* Metin:
* * * * *

Spıegel: Bu tespitinizi neye dayandırıyorsunuz?

Roland Blickhan: Federal İş Mahkemesi de dahil olmak üzere çeşitli mahkemeler, bu adımların yasal olarak iyi olmasa bile, taraflar arasında yapılan bu anlaşmalara göz yumdu. Bunu sendikalar onaylayarak bir başarı gibi gösterdiler. Bu adımın sendikanın tabanındaki çoğunluk görüşü olup olmadığından şüpheliyim. Öyleki 2010 yılında Ver.di Sendikası Toplu Sözleşme Komisyonu’nun onayı olmadan bir toplu sözleşme bile imzaladı. Bilmiyorum, ancak muhtemelen TİS sürecinde çok fazla baskı vardı. Toplu sözleşme politikası her zaman baskı altında ortaya çıkar. Havaalanı hizmet sektörünün özelleştirilmesi genellikle bir argüman olarak kullanılmış ve dayatılmış olabilir. Bu, havaalanlarında rekabete izin verdi. Böylece, sendika tarafından çalışanlara karşı ya bu özelleştirmeler kabul edilecek ya da işlerin kaybedilebileceği konusu sürekli gündeme getirildi.

* * * * *

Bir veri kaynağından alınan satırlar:
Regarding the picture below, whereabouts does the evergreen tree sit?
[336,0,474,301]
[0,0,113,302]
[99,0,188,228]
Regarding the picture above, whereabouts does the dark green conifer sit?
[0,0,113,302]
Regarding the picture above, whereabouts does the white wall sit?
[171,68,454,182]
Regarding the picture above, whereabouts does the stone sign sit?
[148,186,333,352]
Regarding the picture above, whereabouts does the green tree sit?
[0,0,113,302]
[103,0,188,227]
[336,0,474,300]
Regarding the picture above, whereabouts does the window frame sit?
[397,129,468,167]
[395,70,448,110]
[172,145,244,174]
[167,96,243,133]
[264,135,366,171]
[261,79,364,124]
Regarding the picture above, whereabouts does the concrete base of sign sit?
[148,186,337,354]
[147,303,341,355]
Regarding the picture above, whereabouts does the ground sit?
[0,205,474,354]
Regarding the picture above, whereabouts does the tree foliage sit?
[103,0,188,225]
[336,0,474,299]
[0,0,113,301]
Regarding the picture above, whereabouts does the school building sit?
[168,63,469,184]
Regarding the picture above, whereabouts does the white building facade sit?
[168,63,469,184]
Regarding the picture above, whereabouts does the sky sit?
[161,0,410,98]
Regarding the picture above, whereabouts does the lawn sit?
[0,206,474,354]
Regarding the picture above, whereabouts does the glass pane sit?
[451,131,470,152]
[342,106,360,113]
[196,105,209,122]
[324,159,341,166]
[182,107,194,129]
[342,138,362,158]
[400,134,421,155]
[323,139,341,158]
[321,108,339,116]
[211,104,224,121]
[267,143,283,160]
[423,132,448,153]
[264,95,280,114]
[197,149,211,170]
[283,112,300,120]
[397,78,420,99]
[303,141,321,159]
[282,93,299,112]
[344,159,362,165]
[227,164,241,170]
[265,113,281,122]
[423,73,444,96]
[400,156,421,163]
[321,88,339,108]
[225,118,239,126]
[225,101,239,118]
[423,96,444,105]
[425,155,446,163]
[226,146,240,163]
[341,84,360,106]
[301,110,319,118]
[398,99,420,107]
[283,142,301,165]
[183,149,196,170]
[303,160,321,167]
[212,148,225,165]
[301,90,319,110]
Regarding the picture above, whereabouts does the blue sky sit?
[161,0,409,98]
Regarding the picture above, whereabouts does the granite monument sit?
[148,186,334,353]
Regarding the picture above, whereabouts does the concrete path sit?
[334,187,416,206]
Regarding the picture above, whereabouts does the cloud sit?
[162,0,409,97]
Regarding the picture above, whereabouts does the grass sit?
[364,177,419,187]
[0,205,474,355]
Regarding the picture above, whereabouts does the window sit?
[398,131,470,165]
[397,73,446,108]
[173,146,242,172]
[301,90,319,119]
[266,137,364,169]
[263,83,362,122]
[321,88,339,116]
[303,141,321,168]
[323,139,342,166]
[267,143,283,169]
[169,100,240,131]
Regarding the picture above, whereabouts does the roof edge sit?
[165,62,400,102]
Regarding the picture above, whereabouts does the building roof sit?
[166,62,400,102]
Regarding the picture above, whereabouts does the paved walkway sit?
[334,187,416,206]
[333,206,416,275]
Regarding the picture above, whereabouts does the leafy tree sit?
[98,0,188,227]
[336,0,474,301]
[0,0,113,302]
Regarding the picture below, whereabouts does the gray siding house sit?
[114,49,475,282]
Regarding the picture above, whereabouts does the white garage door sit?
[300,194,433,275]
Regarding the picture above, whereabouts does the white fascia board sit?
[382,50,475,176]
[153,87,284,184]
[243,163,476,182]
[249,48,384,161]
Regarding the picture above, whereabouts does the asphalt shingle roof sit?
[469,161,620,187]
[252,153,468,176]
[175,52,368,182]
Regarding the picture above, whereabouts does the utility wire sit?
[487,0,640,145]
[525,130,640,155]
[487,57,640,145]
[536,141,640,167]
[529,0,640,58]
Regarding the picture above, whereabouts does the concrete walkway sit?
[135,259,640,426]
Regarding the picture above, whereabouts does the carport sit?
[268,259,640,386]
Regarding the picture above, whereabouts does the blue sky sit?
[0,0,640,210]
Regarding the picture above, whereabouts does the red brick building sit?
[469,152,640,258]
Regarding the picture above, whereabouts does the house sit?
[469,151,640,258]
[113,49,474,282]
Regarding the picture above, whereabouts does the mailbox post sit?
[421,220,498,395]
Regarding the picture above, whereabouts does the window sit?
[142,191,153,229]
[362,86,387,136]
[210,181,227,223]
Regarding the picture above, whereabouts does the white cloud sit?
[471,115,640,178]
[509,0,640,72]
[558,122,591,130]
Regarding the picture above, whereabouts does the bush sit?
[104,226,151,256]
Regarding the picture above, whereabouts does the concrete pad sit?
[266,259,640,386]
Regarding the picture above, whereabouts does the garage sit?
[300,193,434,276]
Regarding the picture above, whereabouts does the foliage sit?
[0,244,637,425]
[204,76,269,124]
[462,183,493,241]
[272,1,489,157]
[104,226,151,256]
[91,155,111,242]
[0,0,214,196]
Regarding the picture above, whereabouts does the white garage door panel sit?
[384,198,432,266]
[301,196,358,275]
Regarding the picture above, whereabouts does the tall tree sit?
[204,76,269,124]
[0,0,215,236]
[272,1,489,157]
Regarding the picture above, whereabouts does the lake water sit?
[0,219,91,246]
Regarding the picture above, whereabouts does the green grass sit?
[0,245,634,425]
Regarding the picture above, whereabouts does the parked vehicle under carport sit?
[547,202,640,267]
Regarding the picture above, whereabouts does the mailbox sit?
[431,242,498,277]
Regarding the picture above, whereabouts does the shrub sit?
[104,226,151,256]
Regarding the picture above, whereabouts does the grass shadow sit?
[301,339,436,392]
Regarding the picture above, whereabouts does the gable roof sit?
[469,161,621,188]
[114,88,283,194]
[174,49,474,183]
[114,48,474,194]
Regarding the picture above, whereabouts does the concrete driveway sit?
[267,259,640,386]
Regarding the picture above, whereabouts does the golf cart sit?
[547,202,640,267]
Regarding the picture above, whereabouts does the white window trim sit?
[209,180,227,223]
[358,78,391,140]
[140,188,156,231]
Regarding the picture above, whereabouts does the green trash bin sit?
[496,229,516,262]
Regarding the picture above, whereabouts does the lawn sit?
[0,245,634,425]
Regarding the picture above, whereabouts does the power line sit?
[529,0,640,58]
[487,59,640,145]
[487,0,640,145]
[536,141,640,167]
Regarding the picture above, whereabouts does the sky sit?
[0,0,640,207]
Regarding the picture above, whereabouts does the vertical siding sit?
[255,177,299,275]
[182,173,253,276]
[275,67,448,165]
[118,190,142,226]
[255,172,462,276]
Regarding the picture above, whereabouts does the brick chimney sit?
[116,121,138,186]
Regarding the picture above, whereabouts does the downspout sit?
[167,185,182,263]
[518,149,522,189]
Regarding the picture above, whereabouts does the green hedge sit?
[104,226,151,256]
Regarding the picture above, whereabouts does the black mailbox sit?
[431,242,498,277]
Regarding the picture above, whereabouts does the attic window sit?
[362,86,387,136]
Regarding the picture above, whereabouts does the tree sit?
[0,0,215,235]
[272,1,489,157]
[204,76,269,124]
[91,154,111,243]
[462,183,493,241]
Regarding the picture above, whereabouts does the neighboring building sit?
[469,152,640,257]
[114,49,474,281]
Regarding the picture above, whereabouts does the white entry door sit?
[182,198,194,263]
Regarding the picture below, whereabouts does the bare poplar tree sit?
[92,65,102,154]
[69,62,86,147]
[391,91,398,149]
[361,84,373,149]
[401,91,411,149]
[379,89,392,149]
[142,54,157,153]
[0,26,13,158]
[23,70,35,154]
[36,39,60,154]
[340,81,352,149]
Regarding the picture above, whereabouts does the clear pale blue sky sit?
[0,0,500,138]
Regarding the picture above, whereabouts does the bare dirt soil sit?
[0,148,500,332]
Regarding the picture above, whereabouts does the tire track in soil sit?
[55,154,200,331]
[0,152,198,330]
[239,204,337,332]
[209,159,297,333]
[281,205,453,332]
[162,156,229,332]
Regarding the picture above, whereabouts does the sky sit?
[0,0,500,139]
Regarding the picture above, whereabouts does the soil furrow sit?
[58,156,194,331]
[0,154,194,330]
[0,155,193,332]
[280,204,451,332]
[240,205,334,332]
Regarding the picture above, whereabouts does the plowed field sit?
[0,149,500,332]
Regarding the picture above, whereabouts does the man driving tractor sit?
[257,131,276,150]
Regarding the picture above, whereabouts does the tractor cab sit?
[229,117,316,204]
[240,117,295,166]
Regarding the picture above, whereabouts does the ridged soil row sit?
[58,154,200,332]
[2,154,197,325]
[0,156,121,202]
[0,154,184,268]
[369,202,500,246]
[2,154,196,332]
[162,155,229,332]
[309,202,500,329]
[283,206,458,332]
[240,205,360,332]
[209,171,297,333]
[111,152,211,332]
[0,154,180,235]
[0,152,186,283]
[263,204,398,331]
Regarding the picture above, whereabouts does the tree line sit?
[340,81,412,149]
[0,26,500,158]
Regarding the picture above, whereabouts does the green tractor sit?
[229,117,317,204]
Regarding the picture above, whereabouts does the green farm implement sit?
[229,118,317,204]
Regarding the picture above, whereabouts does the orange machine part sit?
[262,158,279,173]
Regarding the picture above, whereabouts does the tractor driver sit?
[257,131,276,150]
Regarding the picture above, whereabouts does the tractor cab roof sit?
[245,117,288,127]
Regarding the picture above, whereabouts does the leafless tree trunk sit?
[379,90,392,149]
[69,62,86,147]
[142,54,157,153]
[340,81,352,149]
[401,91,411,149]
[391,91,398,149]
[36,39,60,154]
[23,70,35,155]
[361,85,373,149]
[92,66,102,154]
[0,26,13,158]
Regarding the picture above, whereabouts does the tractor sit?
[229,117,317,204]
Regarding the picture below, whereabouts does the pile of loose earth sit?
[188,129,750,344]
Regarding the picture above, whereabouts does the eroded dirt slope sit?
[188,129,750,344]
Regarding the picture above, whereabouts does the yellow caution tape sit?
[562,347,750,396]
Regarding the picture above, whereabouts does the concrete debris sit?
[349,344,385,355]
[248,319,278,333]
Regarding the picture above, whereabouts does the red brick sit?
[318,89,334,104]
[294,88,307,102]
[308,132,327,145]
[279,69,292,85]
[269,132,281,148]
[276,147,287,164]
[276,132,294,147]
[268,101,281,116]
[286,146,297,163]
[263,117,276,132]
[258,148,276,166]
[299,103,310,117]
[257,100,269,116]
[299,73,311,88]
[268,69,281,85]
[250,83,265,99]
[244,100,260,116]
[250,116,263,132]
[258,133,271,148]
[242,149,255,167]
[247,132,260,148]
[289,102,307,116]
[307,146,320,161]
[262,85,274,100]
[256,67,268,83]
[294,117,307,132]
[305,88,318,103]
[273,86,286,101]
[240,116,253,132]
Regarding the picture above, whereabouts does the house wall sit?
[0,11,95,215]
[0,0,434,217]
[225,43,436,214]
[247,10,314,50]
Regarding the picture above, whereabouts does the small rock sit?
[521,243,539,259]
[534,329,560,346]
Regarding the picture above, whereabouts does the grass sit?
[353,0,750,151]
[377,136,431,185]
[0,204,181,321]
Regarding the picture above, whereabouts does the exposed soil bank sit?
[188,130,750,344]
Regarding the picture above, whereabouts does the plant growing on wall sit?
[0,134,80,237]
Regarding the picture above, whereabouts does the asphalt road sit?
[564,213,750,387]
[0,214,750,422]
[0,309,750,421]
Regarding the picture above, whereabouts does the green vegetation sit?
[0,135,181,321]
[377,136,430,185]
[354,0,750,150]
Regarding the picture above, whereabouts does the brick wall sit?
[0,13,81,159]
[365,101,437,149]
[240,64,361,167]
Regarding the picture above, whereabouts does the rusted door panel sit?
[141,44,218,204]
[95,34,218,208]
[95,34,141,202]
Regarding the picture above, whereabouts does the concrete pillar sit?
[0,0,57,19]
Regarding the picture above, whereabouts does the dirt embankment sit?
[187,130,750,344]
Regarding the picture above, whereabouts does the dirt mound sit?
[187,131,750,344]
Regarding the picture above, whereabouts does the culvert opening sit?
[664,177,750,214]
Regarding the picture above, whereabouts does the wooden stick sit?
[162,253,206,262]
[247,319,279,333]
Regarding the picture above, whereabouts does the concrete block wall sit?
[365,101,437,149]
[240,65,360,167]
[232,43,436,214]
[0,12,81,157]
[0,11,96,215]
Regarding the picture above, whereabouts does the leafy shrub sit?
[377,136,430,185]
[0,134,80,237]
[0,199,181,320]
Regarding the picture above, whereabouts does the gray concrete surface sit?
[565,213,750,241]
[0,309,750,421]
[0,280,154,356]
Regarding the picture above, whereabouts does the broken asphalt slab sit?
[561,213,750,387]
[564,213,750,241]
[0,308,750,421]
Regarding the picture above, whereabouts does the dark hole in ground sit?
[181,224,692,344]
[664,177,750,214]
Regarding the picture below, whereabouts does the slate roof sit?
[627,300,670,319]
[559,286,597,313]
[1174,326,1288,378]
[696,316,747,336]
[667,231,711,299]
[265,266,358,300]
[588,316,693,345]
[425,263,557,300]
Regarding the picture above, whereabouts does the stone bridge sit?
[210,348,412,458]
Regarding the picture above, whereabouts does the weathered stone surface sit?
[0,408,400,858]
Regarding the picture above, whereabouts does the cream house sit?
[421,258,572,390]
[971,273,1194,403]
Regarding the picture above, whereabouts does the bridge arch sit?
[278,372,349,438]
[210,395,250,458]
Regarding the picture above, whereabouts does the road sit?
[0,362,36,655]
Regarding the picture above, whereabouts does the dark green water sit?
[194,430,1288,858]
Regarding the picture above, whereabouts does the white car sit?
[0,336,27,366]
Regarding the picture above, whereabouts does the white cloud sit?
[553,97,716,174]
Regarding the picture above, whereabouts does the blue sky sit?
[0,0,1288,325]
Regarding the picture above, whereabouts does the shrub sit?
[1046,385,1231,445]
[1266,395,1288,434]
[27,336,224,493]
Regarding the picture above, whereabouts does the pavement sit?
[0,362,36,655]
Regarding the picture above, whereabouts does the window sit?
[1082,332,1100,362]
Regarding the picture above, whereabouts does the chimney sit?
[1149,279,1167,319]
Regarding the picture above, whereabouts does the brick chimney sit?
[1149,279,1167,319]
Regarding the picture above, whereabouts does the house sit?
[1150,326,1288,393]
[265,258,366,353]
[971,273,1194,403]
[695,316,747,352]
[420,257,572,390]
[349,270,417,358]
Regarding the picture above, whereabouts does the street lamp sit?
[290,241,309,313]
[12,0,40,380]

* * * * *

* Görev 1: Havaalanı özelleştirmesi ve sendikalar üzerine söyleşiye göre Ver.di Sendikası 2010 yılında neyi, kimin onayı olmadan imzaladı?
* Görev 2: Havaalanı özelleştirmesi ve sendikalar üzerine söyleşiyi son cümlesinden sonra devam ettirin.

* Görevin Yanıtı 1: Toplu Sözleşme Komisyonu'nun onayı olmadan bir toplu sözleşme imzaladı.

* Görevin Yanıtı 2:
Spıegel: Ver.di Sendikası kısa süre önce Fraground çalışanları için yüzde 14’e varan ücret artışı ve bir kereliğe mahsus olmak üzere 700 Euro ödeme şartlarında toplu sözleşme imzaladı. Buna rağmen sendikaları hiçbir şey yapmıyor diye şuçlayabilir miyiz?

Roland Blickhan: Ben imzalanan toplu sözleşmenin tam içeriğinin bilgisine sahip değilim, bu nedenle bir şey söyleyemem. Ama gerçekten böyle bir anlaşma söz konusu ise bu ancak şu an yaşanan personel sıkıntısının yarattığı basınç ve yaşanan kaosun bir sonucu olarak ortaya çıkmıştır. Ayrıca bu zamana kadar Fraport şefinin sağ kolu gibi çalışan sendikanın böyle bir değişime uğradığını düşünmek akla uygun değil.

Spıegel: Siz bugün birisine havaalanında çalışmayı tavsiye edebilir misiniz?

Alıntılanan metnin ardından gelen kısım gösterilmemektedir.